**Description of the task**
Your task is to set down the records below again, exactly.

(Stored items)

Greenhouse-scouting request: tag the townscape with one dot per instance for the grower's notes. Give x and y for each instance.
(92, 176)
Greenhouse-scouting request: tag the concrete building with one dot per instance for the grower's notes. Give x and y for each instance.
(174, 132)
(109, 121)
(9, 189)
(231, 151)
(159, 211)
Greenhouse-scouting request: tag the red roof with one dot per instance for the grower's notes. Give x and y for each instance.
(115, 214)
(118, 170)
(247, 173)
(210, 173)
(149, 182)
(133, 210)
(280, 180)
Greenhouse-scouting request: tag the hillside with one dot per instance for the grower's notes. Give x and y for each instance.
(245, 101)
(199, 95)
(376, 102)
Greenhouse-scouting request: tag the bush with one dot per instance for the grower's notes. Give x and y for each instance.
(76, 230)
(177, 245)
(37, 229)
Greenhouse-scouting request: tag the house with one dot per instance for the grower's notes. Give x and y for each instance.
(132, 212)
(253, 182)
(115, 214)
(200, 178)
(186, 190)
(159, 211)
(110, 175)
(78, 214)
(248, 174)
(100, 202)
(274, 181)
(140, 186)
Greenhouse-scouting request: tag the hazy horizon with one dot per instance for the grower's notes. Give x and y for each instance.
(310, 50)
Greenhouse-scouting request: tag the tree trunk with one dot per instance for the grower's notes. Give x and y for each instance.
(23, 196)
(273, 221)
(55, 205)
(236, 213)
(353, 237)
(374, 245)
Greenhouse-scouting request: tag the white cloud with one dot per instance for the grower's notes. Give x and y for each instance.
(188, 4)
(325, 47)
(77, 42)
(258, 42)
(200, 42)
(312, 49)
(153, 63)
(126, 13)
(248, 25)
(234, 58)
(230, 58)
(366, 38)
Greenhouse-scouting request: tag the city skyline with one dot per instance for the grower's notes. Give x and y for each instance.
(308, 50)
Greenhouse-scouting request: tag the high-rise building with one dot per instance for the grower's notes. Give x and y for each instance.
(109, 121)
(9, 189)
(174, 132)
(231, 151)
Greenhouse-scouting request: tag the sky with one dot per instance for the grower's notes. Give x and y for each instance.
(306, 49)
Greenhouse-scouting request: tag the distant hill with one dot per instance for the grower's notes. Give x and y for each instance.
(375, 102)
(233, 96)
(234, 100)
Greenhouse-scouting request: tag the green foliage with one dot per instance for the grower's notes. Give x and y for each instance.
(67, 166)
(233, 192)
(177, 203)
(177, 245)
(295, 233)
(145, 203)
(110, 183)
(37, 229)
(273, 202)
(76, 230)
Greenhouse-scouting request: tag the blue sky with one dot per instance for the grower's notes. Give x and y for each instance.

**Exercise result**
Greenhouse-scouting request: tag the townscape with one dot per instance for the grower's notes. Give x and y for each instance.
(92, 176)
Greenhouse-scouting request: tag the concrete building with one dot per instance for the grower's notes. Give x and y for each instance.
(174, 132)
(109, 121)
(9, 189)
(231, 151)
(159, 211)
Greenhouse-scouting request: tag the red roof with one dot per instance for the grower's notes. Give x and y for each instance.
(115, 214)
(118, 170)
(247, 173)
(210, 173)
(149, 182)
(133, 210)
(280, 180)
Greenhouse-scouting request: tag the hillside with one dot per instance for the grower's notes. Give x and y for each instance.
(245, 101)
(199, 95)
(376, 102)
Greenhouse-scouting request: tag the bush with one dot per instance for the grower's notes. Give x and y for each instance.
(76, 230)
(177, 245)
(37, 229)
Greenhouse-scouting request: tag the house with one dot per instance for the grower's notes. Give x and y for each instance.
(132, 212)
(253, 182)
(115, 214)
(200, 178)
(186, 190)
(159, 211)
(110, 175)
(78, 214)
(248, 174)
(100, 202)
(274, 181)
(140, 186)
Greenhouse-scouting request: tag the hazy horizon with one dot per instance for the grower's notes. Give x and y for each instance.
(310, 50)
Greenhouse-scouting request: tag the tree trunk with one dot per instance for the grower's notes. Give x and y for each instance.
(23, 196)
(273, 221)
(55, 205)
(236, 213)
(353, 237)
(374, 245)
Greenhouse-scouting request: tag the white cloud with one dot per instance for the grower's notes. Give x and y for each instance.
(188, 4)
(325, 47)
(77, 42)
(258, 42)
(200, 42)
(312, 49)
(153, 63)
(126, 13)
(248, 25)
(234, 58)
(230, 58)
(366, 38)
Greenhouse-scouting request: tag the city skyline with one dot per instance for the grower's notes. Give x and y for each instance.
(308, 50)
Greenhouse-scouting request: tag the high-rise building with one dot per instance for the grower's notes. Give x and y for each instance.
(109, 121)
(9, 189)
(174, 132)
(231, 151)
Greenhouse-scouting request: tag the sky with one dot per instance for the grower's notes. Give x and y for each instance.
(306, 49)
Greenhouse-scouting request: tag the distant hill with one dot per instance for the grower's notes. Give x and y for each instance.
(375, 102)
(233, 96)
(234, 100)
Greenhouse-scouting request: tag the green foliage with one dot per instance for the grower's notes. Give x and y for each instance.
(67, 166)
(233, 192)
(177, 203)
(177, 245)
(295, 233)
(145, 203)
(110, 183)
(37, 229)
(273, 202)
(76, 230)
Greenhouse-scouting request: tag the blue sky with one dot per instance for the grower's notes. Give x and y for each instance.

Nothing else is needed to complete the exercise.